Exercise materials: Begin

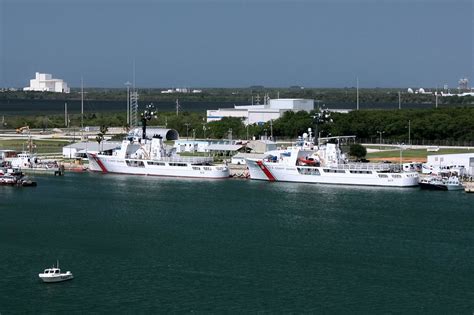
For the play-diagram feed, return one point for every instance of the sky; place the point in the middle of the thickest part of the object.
(237, 43)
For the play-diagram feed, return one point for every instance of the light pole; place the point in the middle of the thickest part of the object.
(187, 130)
(401, 156)
(380, 143)
(409, 133)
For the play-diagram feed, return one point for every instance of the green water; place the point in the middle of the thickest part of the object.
(143, 244)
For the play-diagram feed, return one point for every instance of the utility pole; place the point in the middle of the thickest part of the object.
(380, 143)
(271, 129)
(409, 133)
(357, 93)
(187, 130)
(82, 103)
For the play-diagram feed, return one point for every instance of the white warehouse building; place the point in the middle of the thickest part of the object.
(257, 114)
(44, 82)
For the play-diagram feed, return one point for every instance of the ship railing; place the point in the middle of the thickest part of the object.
(186, 159)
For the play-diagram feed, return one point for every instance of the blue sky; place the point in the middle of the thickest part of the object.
(236, 43)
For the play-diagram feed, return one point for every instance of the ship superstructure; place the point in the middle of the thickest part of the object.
(326, 164)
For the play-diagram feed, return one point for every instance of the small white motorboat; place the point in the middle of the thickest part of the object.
(54, 274)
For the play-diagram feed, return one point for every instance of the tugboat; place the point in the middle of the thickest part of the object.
(54, 274)
(15, 178)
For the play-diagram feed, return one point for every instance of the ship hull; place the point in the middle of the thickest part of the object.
(261, 170)
(112, 164)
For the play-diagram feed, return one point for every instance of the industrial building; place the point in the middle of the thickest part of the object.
(44, 82)
(258, 114)
(463, 164)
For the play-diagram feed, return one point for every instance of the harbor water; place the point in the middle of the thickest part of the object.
(150, 244)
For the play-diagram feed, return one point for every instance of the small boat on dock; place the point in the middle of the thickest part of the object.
(12, 177)
(54, 274)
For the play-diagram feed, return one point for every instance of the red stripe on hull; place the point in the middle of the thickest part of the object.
(266, 171)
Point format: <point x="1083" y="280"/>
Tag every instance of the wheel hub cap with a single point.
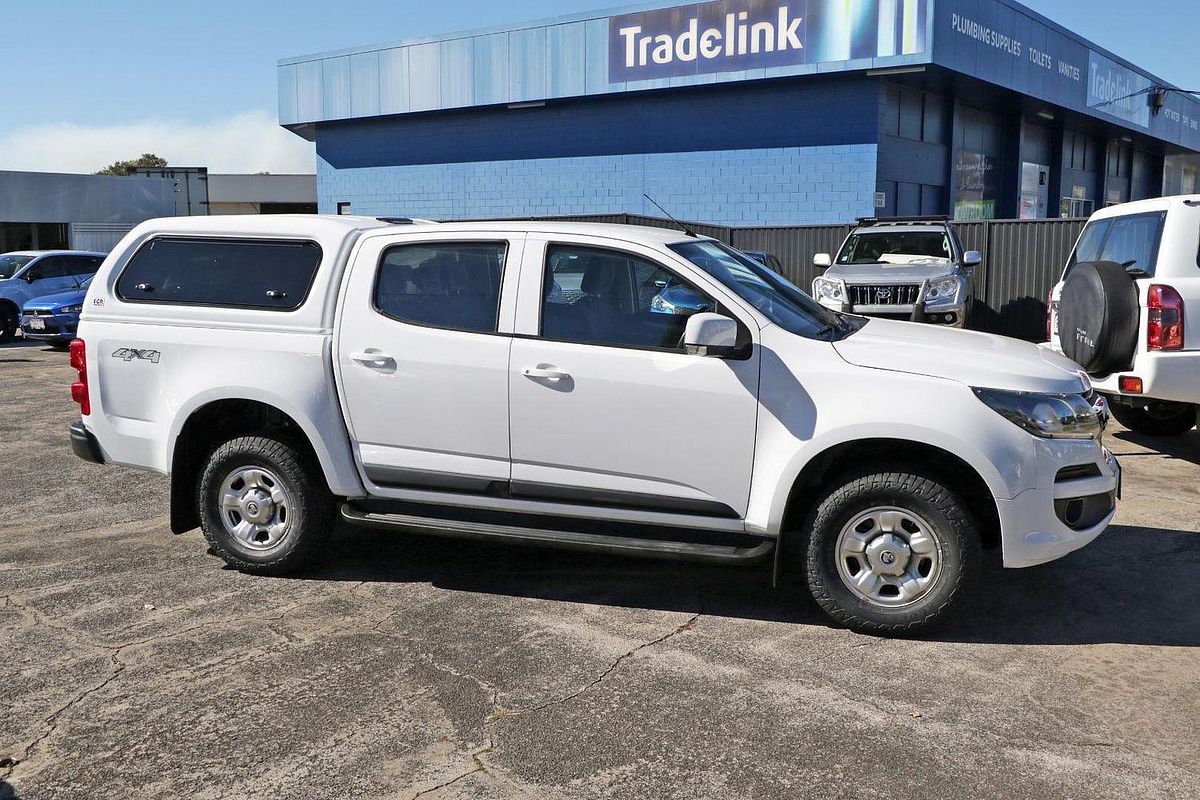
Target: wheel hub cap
<point x="255" y="507"/>
<point x="889" y="557"/>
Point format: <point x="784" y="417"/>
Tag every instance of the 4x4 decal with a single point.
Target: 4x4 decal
<point x="130" y="354"/>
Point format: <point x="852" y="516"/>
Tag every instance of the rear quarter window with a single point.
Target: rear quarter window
<point x="273" y="275"/>
<point x="1132" y="240"/>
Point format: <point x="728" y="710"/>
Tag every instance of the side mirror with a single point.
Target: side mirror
<point x="711" y="335"/>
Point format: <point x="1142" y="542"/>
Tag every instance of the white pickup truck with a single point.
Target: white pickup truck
<point x="532" y="382"/>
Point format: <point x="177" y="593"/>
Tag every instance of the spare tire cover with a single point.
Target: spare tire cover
<point x="1098" y="317"/>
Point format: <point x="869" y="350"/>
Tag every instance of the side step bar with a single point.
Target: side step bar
<point x="561" y="539"/>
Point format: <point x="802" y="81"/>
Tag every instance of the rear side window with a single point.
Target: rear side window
<point x="271" y="275"/>
<point x="442" y="284"/>
<point x="1132" y="240"/>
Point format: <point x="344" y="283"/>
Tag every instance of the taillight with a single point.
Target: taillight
<point x="1051" y="310"/>
<point x="1164" y="328"/>
<point x="79" y="389"/>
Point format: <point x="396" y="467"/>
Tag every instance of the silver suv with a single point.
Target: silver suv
<point x="903" y="269"/>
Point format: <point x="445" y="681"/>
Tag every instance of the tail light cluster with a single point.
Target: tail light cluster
<point x="1164" y="329"/>
<point x="79" y="389"/>
<point x="1051" y="316"/>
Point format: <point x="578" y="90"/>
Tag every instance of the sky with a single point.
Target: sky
<point x="85" y="82"/>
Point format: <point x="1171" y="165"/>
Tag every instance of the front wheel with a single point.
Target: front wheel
<point x="891" y="552"/>
<point x="1156" y="419"/>
<point x="264" y="505"/>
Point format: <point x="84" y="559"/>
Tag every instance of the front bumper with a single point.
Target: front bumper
<point x="1033" y="528"/>
<point x="55" y="328"/>
<point x="84" y="444"/>
<point x="947" y="316"/>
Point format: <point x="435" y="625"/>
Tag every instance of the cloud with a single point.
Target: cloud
<point x="251" y="142"/>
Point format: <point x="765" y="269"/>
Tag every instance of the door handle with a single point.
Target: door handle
<point x="372" y="359"/>
<point x="543" y="373"/>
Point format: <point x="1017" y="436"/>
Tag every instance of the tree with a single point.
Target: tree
<point x="147" y="160"/>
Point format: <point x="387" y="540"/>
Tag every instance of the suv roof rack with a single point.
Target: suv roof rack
<point x="405" y="221"/>
<point x="928" y="220"/>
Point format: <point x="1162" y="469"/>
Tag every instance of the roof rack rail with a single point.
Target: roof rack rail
<point x="929" y="218"/>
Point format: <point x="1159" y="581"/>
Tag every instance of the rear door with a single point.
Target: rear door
<point x="421" y="355"/>
<point x="607" y="408"/>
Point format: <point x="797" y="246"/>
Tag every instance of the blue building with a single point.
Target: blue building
<point x="744" y="113"/>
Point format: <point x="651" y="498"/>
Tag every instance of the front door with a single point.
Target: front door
<point x="423" y="358"/>
<point x="607" y="408"/>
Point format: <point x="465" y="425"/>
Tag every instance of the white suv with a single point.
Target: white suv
<point x="1121" y="311"/>
<point x="521" y="382"/>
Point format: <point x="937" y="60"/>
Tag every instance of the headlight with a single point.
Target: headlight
<point x="829" y="289"/>
<point x="943" y="290"/>
<point x="1050" y="416"/>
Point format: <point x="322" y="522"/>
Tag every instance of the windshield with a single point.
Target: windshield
<point x="774" y="296"/>
<point x="10" y="264"/>
<point x="897" y="247"/>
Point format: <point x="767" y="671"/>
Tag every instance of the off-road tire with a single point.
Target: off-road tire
<point x="958" y="541"/>
<point x="1155" y="419"/>
<point x="1099" y="317"/>
<point x="311" y="510"/>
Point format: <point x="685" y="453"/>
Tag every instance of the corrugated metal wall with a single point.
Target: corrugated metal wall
<point x="1021" y="260"/>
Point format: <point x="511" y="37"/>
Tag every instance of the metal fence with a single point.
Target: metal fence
<point x="1021" y="260"/>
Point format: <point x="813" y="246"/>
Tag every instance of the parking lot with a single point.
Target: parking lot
<point x="137" y="667"/>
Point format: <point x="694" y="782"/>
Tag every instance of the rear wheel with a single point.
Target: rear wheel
<point x="891" y="552"/>
<point x="1156" y="419"/>
<point x="264" y="505"/>
<point x="9" y="320"/>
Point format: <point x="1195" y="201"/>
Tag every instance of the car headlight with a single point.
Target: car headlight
<point x="1050" y="416"/>
<point x="829" y="289"/>
<point x="943" y="290"/>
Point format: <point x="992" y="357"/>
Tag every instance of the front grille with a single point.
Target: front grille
<point x="897" y="294"/>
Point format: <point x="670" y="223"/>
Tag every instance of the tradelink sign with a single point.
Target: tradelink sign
<point x="1117" y="90"/>
<point x="732" y="35"/>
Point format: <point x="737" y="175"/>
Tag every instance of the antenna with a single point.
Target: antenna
<point x="682" y="227"/>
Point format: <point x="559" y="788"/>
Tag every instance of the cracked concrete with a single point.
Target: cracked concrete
<point x="403" y="667"/>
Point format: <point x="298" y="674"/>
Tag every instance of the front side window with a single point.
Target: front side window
<point x="233" y="272"/>
<point x="10" y="264"/>
<point x="604" y="296"/>
<point x="903" y="247"/>
<point x="53" y="266"/>
<point x="773" y="295"/>
<point x="443" y="284"/>
<point x="84" y="265"/>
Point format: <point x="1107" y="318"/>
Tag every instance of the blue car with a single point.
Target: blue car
<point x="54" y="318"/>
<point x="28" y="275"/>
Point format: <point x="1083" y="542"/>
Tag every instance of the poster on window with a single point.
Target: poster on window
<point x="977" y="191"/>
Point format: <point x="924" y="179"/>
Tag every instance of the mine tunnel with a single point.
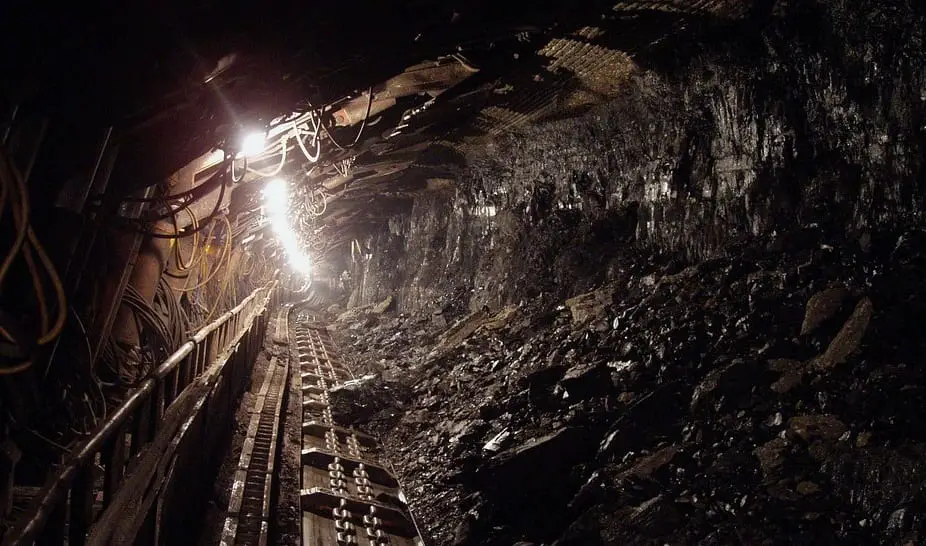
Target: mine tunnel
<point x="463" y="273"/>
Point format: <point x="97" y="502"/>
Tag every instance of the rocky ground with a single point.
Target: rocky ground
<point x="771" y="397"/>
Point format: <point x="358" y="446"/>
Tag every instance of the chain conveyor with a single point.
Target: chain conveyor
<point x="349" y="493"/>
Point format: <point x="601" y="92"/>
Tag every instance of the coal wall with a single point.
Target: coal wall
<point x="733" y="138"/>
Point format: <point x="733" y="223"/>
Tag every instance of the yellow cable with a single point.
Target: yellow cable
<point x="3" y="192"/>
<point x="16" y="369"/>
<point x="228" y="269"/>
<point x="59" y="289"/>
<point x="181" y="266"/>
<point x="37" y="286"/>
<point x="23" y="216"/>
<point x="218" y="265"/>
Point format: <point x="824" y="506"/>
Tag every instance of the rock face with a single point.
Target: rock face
<point x="818" y="119"/>
<point x="822" y="306"/>
<point x="849" y="338"/>
<point x="719" y="294"/>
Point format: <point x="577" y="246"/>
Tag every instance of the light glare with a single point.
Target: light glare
<point x="276" y="198"/>
<point x="252" y="144"/>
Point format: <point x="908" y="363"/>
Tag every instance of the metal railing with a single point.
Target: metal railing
<point x="155" y="422"/>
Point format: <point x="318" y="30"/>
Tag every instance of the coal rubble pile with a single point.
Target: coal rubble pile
<point x="771" y="397"/>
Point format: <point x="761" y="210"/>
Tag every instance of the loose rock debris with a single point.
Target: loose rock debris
<point x="774" y="397"/>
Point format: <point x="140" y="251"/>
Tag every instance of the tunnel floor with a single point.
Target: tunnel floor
<point x="768" y="398"/>
<point x="774" y="397"/>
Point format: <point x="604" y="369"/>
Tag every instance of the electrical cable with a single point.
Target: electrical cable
<point x="218" y="265"/>
<point x="182" y="195"/>
<point x="213" y="214"/>
<point x="315" y="141"/>
<point x="59" y="289"/>
<point x="7" y="172"/>
<point x="178" y="253"/>
<point x="279" y="167"/>
<point x="240" y="178"/>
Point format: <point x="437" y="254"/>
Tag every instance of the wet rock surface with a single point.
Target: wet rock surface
<point x="719" y="303"/>
<point x="705" y="412"/>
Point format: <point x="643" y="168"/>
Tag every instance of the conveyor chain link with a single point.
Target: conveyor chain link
<point x="349" y="495"/>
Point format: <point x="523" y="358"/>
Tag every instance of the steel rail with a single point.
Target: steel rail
<point x="349" y="494"/>
<point x="52" y="511"/>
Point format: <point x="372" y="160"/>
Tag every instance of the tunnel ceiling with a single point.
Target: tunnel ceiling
<point x="177" y="81"/>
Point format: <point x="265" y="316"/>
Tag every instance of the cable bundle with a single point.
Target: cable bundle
<point x="18" y="344"/>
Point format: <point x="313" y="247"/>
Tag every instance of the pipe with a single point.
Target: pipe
<point x="149" y="266"/>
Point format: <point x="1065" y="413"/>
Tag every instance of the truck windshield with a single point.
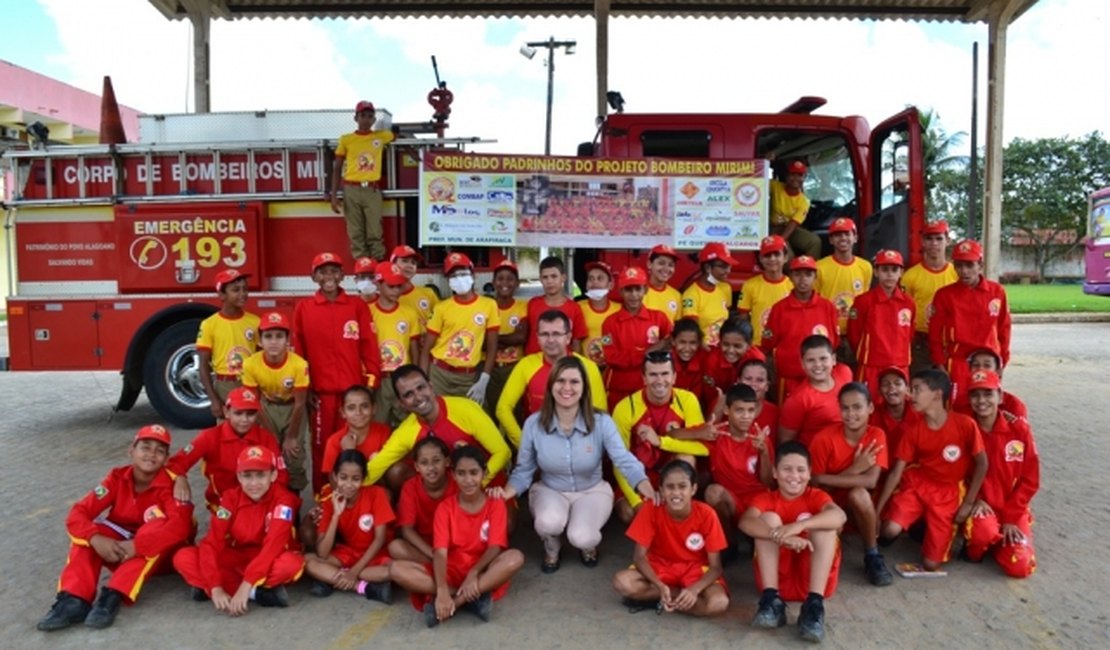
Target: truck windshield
<point x="830" y="183"/>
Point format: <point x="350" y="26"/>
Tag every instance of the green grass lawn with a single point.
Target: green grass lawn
<point x="1036" y="298"/>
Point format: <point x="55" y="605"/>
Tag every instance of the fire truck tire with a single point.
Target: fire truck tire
<point x="171" y="376"/>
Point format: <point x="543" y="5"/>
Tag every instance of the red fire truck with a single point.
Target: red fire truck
<point x="115" y="246"/>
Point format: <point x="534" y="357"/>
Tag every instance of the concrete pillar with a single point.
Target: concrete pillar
<point x="201" y="19"/>
<point x="602" y="18"/>
<point x="998" y="21"/>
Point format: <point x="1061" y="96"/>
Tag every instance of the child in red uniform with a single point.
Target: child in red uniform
<point x="360" y="430"/>
<point x="986" y="359"/>
<point x="472" y="562"/>
<point x="130" y="525"/>
<point x="420" y="497"/>
<point x="732" y="352"/>
<point x="709" y="298"/>
<point x="352" y="532"/>
<point x="281" y="376"/>
<point x="250" y="551"/>
<point x="791" y="320"/>
<point x="219" y="448"/>
<point x="335" y="334"/>
<point x="796" y="532"/>
<point x="756" y="374"/>
<point x="968" y="315"/>
<point x="880" y="324"/>
<point x="740" y="458"/>
<point x="931" y="463"/>
<point x="553" y="278"/>
<point x="677" y="555"/>
<point x="225" y="339"/>
<point x="629" y="334"/>
<point x="814" y="405"/>
<point x="847" y="460"/>
<point x="892" y="414"/>
<point x="690" y="358"/>
<point x="400" y="332"/>
<point x="461" y="342"/>
<point x="1000" y="520"/>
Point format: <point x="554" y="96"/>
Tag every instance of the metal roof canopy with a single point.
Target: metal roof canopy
<point x="998" y="14"/>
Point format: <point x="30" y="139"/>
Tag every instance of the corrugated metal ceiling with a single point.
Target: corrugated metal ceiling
<point x="944" y="10"/>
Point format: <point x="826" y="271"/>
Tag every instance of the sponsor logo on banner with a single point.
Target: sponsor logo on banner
<point x="747" y="194"/>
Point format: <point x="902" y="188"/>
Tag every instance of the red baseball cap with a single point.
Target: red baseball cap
<point x="772" y="244"/>
<point x="894" y="371"/>
<point x="157" y="433"/>
<point x="226" y="276"/>
<point x="456" y="261"/>
<point x="508" y="265"/>
<point x="715" y="251"/>
<point x="324" y="260"/>
<point x="364" y="265"/>
<point x="803" y="262"/>
<point x="273" y="321"/>
<point x="255" y="459"/>
<point x="935" y="227"/>
<point x="662" y="250"/>
<point x="632" y="276"/>
<point x="602" y="265"/>
<point x="967" y="251"/>
<point x="985" y="379"/>
<point x="390" y="274"/>
<point x="843" y="224"/>
<point x="242" y="398"/>
<point x="888" y="257"/>
<point x="404" y="251"/>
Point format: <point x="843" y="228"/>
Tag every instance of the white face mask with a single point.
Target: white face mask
<point x="461" y="284"/>
<point x="365" y="286"/>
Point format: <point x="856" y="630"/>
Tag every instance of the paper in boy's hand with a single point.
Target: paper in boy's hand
<point x="917" y="570"/>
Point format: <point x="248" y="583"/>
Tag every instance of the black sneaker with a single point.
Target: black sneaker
<point x="275" y="597"/>
<point x="430" y="618"/>
<point x="811" y="620"/>
<point x="380" y="591"/>
<point x="68" y="609"/>
<point x="103" y="612"/>
<point x="772" y="612"/>
<point x="877" y="571"/>
<point x="482" y="607"/>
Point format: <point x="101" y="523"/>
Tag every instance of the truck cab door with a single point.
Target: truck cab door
<point x="897" y="188"/>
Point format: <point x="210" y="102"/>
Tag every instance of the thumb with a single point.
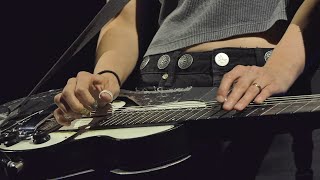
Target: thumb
<point x="104" y="94"/>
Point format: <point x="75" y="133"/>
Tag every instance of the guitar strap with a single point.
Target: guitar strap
<point x="107" y="12"/>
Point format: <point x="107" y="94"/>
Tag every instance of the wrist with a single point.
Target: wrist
<point x="111" y="75"/>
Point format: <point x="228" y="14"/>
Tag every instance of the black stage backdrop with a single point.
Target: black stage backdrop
<point x="36" y="33"/>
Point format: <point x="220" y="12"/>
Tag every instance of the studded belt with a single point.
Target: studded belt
<point x="166" y="70"/>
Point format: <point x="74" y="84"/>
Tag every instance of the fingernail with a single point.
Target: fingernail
<point x="220" y="99"/>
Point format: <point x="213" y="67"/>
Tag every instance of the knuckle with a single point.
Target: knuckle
<point x="81" y="74"/>
<point x="76" y="108"/>
<point x="80" y="91"/>
<point x="71" y="80"/>
<point x="228" y="75"/>
<point x="65" y="94"/>
<point x="239" y="67"/>
<point x="56" y="98"/>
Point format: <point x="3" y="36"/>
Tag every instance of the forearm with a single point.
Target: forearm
<point x="118" y="51"/>
<point x="117" y="48"/>
<point x="289" y="56"/>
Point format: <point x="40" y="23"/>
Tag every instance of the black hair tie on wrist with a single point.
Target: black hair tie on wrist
<point x="112" y="72"/>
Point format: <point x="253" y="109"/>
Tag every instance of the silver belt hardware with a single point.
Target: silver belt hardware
<point x="163" y="61"/>
<point x="185" y="61"/>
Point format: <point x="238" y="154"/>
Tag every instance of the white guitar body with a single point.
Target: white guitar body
<point x="116" y="134"/>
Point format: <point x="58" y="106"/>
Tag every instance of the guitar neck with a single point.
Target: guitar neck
<point x="191" y="111"/>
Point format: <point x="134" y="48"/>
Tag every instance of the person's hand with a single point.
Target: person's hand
<point x="244" y="84"/>
<point x="83" y="94"/>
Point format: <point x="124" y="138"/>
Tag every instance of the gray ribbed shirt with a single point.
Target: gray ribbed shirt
<point x="185" y="23"/>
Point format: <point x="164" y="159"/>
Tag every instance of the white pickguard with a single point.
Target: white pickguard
<point x="120" y="133"/>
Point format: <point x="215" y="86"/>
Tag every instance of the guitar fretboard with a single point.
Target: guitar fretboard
<point x="191" y="111"/>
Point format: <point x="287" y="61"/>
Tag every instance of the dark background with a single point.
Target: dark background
<point x="35" y="34"/>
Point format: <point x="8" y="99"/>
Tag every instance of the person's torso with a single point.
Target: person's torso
<point x="201" y="25"/>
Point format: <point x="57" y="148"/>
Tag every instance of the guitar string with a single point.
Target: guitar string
<point x="272" y="101"/>
<point x="208" y="105"/>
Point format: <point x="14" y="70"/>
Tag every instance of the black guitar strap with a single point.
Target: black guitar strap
<point x="107" y="12"/>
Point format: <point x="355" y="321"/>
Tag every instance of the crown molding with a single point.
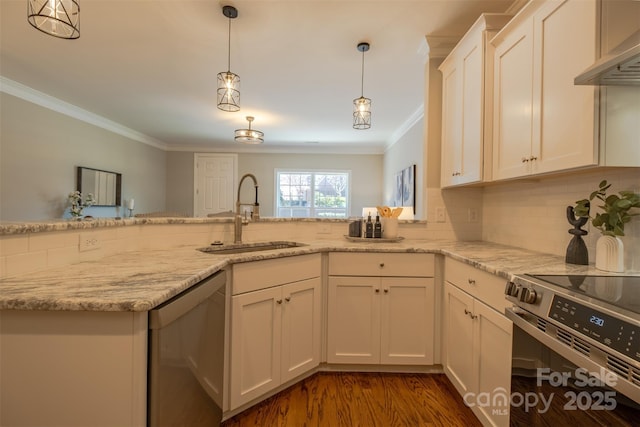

Exercise materials: End

**Your task**:
Going back to the entries above, set down exactly the lines that begin at the one with "Target: truck windshield" and end at the one with "Tag every instance of the fire", both included, and nothing else.

**Output below**:
Target: truck windshield
<point x="830" y="183"/>
Point format: <point x="350" y="26"/>
Tag every instance of the green grass lawn with a single point.
Target: green grass lawn
<point x="1036" y="298"/>
Point format: <point x="55" y="605"/>
Tag every instance of the fire truck tire with a single point.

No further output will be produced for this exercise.